*TASK TO CARRY OUT*. In which lines of the data does the string "glass" appear? Copy every one.

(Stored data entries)
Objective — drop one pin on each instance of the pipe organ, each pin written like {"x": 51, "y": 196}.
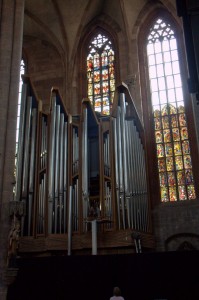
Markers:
{"x": 130, "y": 170}
{"x": 75, "y": 169}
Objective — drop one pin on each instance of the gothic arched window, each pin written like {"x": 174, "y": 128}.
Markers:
{"x": 169, "y": 118}
{"x": 101, "y": 73}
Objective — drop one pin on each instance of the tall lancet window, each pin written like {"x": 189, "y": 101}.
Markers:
{"x": 170, "y": 124}
{"x": 101, "y": 73}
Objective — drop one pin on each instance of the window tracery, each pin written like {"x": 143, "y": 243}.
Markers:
{"x": 101, "y": 73}
{"x": 169, "y": 117}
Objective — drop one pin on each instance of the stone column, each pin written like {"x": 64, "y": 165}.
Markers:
{"x": 11, "y": 33}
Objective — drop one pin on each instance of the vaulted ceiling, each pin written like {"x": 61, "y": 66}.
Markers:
{"x": 60, "y": 22}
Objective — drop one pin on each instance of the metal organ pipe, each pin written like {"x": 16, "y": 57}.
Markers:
{"x": 130, "y": 171}
{"x": 20, "y": 151}
{"x": 51, "y": 183}
{"x": 26, "y": 147}
{"x": 32, "y": 167}
{"x": 65, "y": 170}
{"x": 85, "y": 166}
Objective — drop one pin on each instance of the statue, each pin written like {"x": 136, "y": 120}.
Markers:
{"x": 13, "y": 243}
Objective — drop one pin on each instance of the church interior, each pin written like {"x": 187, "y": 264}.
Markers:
{"x": 99, "y": 149}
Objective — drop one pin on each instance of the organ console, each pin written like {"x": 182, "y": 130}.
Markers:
{"x": 73, "y": 170}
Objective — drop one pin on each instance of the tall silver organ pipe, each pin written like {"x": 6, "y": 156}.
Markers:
{"x": 41, "y": 197}
{"x": 57, "y": 167}
{"x": 130, "y": 171}
{"x": 85, "y": 196}
{"x": 26, "y": 155}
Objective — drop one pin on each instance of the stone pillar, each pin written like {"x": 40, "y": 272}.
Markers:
{"x": 11, "y": 32}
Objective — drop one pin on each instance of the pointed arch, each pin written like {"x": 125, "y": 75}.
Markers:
{"x": 167, "y": 178}
{"x": 106, "y": 28}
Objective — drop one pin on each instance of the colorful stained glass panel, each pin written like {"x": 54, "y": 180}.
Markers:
{"x": 157, "y": 123}
{"x": 168, "y": 149}
{"x": 164, "y": 194}
{"x": 178, "y": 163}
{"x": 185, "y": 147}
{"x": 160, "y": 150}
{"x": 184, "y": 133}
{"x": 191, "y": 192}
{"x": 171, "y": 178}
{"x": 172, "y": 194}
{"x": 163, "y": 178}
{"x": 165, "y": 122}
{"x": 182, "y": 192}
{"x": 176, "y": 134}
{"x": 161, "y": 165}
{"x": 158, "y": 137}
{"x": 169, "y": 163}
{"x": 180, "y": 177}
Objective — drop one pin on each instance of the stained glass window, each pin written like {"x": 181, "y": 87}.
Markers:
{"x": 101, "y": 73}
{"x": 170, "y": 124}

*ANSWER TO THIS PROBLEM*.
Objective — drop one pin on each instance of the colorful stained glass panel, each pin written like {"x": 54, "y": 180}.
Objective — drop one pin on each instance of the stained glass window, each pin written like {"x": 181, "y": 87}.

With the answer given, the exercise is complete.